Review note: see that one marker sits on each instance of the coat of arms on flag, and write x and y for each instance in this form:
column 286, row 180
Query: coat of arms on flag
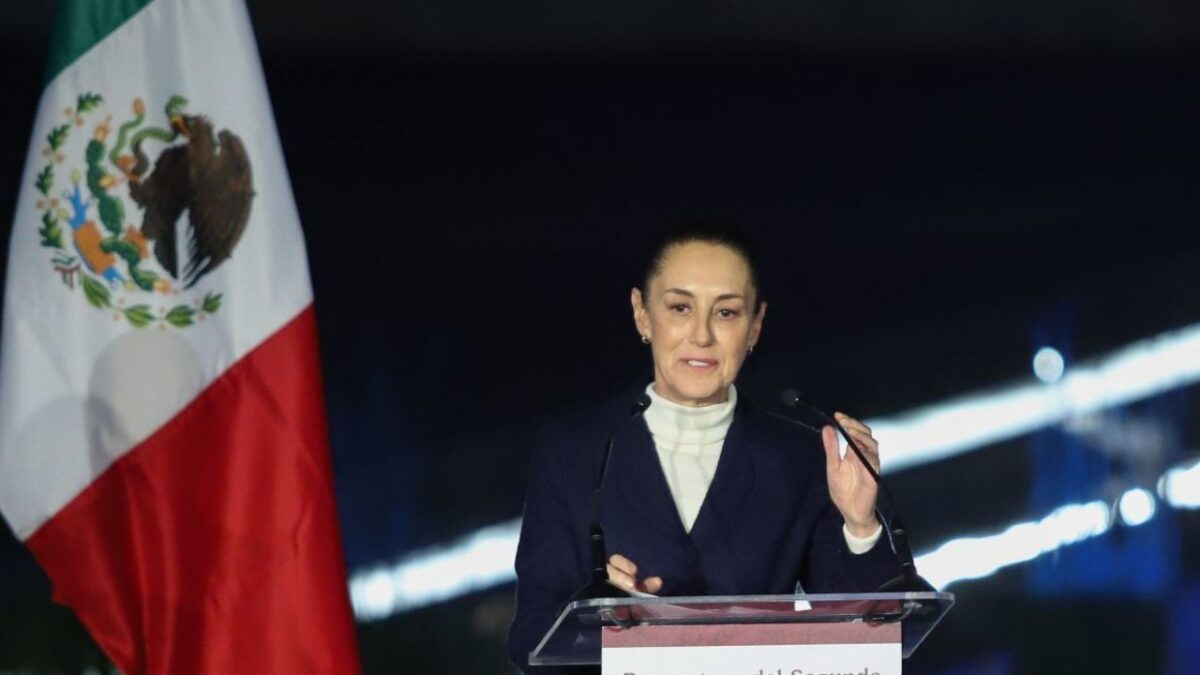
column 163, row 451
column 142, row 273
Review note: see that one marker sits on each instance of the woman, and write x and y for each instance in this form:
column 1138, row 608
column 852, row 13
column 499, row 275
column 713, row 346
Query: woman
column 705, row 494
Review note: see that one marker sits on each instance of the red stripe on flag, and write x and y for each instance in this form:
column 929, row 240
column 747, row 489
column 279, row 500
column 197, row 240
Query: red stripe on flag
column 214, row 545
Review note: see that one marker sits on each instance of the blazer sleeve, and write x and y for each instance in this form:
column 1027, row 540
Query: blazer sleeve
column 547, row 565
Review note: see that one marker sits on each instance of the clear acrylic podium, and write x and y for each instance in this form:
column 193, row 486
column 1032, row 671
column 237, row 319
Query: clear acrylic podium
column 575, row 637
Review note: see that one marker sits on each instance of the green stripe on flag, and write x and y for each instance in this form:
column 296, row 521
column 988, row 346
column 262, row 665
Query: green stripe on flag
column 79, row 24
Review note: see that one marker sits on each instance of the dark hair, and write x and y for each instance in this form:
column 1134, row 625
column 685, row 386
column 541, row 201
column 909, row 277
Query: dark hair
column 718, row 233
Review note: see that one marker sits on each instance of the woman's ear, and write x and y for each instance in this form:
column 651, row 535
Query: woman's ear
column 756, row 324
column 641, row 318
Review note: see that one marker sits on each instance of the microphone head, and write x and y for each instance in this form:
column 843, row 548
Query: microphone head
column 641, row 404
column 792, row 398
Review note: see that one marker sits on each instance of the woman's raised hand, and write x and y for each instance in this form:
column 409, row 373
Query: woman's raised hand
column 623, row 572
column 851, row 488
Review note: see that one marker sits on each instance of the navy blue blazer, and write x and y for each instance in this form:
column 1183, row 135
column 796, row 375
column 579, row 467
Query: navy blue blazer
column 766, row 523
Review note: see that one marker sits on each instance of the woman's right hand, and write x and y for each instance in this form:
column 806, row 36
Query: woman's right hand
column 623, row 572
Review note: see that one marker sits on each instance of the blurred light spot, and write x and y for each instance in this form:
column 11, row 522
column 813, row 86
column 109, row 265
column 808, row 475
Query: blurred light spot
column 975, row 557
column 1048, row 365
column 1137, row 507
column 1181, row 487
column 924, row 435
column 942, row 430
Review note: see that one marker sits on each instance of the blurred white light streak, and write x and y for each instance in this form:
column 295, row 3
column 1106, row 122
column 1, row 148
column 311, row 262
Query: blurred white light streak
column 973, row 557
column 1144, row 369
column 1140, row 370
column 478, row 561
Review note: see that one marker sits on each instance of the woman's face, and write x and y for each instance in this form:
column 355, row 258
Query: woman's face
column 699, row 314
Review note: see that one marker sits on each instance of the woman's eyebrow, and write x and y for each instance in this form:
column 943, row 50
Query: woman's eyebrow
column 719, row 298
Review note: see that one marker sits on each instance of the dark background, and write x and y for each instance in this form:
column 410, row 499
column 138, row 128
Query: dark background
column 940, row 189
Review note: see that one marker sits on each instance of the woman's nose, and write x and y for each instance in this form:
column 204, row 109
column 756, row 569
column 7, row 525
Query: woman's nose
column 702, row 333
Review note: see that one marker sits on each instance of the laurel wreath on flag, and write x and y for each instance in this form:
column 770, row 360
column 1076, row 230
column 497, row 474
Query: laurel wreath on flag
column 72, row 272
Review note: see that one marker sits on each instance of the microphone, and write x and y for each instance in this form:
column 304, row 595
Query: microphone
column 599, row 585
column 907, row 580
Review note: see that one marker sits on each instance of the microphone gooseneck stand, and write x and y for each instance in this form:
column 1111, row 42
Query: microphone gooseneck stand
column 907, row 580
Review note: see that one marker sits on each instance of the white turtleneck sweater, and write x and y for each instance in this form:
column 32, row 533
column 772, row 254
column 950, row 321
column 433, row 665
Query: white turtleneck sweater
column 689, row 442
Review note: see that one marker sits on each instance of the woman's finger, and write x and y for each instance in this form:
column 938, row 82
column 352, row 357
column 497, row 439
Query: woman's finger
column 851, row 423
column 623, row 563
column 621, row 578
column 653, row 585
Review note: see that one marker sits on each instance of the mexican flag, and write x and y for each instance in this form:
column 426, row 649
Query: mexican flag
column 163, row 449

^^^^^^^^^^^^^^^^

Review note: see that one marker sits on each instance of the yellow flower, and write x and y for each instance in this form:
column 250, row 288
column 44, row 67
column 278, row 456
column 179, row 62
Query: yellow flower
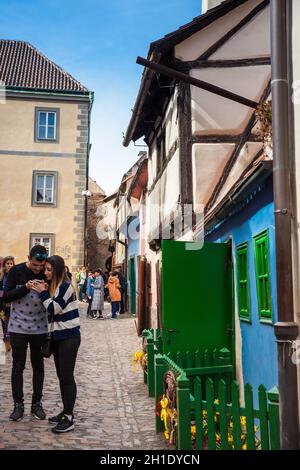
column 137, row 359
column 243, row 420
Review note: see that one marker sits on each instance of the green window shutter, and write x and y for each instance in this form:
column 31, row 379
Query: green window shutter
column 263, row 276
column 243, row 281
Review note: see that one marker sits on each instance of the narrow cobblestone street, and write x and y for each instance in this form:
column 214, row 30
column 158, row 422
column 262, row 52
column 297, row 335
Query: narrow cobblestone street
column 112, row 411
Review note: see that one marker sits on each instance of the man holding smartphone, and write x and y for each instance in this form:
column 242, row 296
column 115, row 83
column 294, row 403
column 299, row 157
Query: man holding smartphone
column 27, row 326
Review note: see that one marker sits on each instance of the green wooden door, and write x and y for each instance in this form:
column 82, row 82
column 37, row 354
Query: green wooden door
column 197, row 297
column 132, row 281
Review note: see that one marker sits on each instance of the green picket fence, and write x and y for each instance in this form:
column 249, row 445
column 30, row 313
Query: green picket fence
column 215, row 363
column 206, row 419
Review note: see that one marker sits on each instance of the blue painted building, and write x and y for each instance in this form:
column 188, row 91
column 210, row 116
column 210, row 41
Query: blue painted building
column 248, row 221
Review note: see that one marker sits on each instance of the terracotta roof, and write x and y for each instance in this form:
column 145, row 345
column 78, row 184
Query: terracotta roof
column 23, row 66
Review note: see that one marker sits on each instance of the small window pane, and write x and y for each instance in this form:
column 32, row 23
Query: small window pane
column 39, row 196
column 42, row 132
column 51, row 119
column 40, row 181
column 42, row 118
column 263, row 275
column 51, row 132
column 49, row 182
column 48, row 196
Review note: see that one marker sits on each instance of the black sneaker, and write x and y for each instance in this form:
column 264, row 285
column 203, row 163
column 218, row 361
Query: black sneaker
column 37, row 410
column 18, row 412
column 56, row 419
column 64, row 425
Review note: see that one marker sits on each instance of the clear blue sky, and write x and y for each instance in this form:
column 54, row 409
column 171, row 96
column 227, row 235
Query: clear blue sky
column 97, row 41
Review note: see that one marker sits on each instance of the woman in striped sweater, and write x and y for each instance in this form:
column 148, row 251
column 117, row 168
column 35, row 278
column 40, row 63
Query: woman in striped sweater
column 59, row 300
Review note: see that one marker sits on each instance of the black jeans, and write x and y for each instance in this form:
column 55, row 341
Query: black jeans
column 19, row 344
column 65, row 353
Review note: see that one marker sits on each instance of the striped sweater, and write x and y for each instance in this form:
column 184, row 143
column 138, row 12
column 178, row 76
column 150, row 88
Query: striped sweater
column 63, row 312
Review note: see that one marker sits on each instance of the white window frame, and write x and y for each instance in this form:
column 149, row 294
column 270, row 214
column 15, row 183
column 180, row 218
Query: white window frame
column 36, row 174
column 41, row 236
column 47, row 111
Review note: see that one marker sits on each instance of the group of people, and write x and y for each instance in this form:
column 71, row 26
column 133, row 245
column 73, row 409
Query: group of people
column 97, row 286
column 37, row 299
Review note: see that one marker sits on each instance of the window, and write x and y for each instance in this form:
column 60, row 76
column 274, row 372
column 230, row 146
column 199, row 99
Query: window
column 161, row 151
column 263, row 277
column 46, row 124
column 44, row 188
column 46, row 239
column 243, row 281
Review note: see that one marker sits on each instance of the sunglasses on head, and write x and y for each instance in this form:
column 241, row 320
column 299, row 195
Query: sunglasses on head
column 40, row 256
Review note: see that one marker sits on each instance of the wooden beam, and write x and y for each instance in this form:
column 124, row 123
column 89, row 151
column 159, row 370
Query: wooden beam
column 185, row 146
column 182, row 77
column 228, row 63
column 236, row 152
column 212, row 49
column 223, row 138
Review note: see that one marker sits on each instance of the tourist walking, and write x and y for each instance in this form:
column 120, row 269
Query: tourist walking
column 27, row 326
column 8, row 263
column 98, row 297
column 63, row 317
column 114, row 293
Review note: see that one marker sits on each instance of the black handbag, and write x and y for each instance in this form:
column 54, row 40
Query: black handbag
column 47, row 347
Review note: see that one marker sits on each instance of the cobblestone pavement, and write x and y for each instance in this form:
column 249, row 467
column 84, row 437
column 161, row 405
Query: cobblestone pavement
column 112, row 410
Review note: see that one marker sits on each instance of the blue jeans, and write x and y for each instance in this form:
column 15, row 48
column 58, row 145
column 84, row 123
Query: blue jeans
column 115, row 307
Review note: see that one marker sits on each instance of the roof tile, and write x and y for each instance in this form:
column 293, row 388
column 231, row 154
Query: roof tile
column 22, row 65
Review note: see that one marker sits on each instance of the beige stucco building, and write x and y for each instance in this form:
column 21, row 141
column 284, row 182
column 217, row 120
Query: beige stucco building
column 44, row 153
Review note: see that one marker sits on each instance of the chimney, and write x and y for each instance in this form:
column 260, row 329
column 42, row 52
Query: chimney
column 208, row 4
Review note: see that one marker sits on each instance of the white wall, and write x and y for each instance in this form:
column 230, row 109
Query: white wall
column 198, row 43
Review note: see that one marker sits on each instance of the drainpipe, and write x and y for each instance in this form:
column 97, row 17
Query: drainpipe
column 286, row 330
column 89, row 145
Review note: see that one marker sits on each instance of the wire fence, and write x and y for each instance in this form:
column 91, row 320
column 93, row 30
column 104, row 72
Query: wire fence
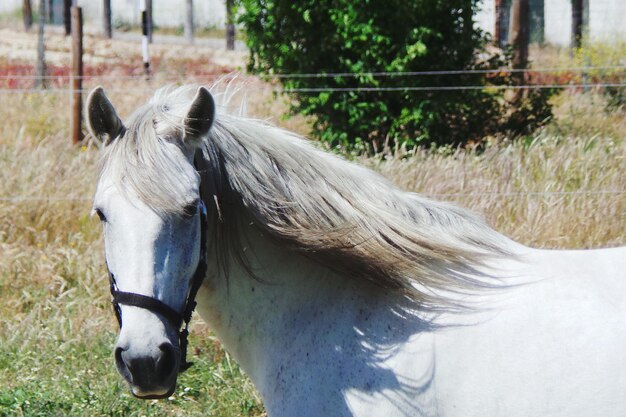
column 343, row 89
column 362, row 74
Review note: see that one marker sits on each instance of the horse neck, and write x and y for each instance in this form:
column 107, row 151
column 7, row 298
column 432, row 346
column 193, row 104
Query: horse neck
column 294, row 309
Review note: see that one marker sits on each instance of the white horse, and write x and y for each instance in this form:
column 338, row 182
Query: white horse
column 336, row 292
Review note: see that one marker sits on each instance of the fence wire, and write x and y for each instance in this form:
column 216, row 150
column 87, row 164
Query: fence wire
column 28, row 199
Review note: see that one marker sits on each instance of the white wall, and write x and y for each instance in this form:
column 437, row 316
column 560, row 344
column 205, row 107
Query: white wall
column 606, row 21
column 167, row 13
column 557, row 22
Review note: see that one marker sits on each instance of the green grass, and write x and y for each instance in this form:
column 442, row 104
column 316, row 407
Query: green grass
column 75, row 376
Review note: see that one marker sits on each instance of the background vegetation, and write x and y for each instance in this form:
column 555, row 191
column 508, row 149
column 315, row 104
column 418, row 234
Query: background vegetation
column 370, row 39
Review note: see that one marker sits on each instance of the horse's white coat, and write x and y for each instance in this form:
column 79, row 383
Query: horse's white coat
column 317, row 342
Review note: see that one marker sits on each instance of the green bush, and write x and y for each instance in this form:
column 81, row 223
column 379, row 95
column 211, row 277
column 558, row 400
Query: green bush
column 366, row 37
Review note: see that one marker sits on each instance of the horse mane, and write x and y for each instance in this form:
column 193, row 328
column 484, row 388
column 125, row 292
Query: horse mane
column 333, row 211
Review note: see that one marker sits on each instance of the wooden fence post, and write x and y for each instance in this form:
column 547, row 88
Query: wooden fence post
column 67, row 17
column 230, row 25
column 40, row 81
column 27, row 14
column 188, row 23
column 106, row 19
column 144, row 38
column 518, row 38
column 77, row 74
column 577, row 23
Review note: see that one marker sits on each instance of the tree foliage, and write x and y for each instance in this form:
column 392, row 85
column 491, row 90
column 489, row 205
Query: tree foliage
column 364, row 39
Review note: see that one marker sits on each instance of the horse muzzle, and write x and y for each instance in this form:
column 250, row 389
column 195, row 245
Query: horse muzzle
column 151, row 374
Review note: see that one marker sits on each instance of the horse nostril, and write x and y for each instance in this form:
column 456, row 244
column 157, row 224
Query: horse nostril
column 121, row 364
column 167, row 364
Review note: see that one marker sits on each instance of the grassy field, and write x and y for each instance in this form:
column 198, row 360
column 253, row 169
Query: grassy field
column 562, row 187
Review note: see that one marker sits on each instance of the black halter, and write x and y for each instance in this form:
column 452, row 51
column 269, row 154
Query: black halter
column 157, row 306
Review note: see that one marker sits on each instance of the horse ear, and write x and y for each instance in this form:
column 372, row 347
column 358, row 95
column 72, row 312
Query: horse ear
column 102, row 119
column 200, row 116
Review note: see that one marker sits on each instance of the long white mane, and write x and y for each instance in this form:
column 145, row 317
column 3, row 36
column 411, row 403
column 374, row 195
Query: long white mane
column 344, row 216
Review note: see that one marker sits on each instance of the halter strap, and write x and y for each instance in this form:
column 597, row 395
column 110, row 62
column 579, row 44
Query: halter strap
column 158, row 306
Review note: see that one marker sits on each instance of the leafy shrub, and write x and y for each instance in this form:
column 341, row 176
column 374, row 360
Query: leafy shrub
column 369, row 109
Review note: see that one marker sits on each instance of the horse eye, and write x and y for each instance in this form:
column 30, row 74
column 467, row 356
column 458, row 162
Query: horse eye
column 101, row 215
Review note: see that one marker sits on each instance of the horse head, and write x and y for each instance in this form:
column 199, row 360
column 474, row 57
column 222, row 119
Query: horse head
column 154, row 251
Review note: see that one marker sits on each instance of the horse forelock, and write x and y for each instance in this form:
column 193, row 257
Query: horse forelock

^^^^^^^^^^^^^^^^

Can you copy the records above word for word, from the line with "of the coat" up to and including the line with "column 851, row 488", leaving out the pictures?

Review note: see that one marker sits on each instance of the coat of arms on flag, and write x and y for each instance in this form:
column 286, row 180
Query: coat of arms on flag
column 163, row 451
column 142, row 273
Review note: see that one marker sits on each instance of the woman, and write x and y for each instance in this form:
column 1138, row 608
column 852, row 13
column 499, row 275
column 713, row 346
Query: woman
column 705, row 494
Review note: see that one marker sits on each instance of the red stripe on flag, and write x and y for each instance in this form:
column 929, row 240
column 747, row 489
column 279, row 500
column 197, row 240
Query: red stripe on flag
column 214, row 545
Review note: see that one marker sits on each instance of the blazer sleeve, and write x and y for each instance in this form:
column 1027, row 540
Query: blazer sleeve
column 547, row 565
Review note: see that one marker sits on each instance of the clear acrylic podium, and write x and y for each instance in this form:
column 193, row 486
column 1032, row 671
column 237, row 319
Query: clear acrylic podium
column 575, row 637
Review note: see that one marker sits on each instance of the green stripe on flag, and write x and y for each instance in this form:
column 296, row 521
column 988, row 346
column 262, row 665
Query: green stripe on flag
column 79, row 24
Review note: see that one marker sits on each instance of the dark hair, and write x and y for each instance in this form:
column 1134, row 625
column 685, row 386
column 541, row 201
column 909, row 277
Query: dark hair
column 718, row 233
Review note: see that one marker sits on each instance of the woman's ear, and write x and y for each instance in this form:
column 651, row 535
Query: woman's ear
column 756, row 324
column 641, row 318
Review note: see that one marker sits on each instance of the microphone head, and write x and y for each instance in this form:
column 843, row 548
Query: microphone head
column 641, row 404
column 792, row 398
Review note: see that one marker sits on each instance of the woman's raised hand, and write x and y for each instance in this form:
column 409, row 373
Query: woman's raised hand
column 623, row 572
column 851, row 488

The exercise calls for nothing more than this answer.